How many lines in the records below contain the string "array", with case counting? Reply with the number alone.

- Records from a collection
..............................
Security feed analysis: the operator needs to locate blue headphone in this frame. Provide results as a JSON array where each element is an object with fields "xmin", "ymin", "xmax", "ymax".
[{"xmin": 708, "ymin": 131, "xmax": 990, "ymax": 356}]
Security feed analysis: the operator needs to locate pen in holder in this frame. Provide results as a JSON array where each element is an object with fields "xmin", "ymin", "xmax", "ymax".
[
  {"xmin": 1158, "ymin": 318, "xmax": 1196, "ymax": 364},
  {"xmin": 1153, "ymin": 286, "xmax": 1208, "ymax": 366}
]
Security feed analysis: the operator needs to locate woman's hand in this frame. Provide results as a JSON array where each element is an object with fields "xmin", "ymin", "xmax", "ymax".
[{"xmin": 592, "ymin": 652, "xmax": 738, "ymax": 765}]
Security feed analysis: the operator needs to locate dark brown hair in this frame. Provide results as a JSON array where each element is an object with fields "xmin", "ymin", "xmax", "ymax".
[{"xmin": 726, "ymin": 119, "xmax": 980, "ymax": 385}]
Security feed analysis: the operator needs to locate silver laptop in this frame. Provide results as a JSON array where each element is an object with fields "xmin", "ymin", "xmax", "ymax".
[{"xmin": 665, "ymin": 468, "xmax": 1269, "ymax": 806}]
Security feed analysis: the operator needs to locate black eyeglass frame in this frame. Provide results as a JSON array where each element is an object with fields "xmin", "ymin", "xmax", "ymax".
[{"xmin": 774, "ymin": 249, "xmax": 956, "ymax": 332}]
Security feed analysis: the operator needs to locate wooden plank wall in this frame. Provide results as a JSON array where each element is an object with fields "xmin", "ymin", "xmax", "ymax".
..............................
- Response
7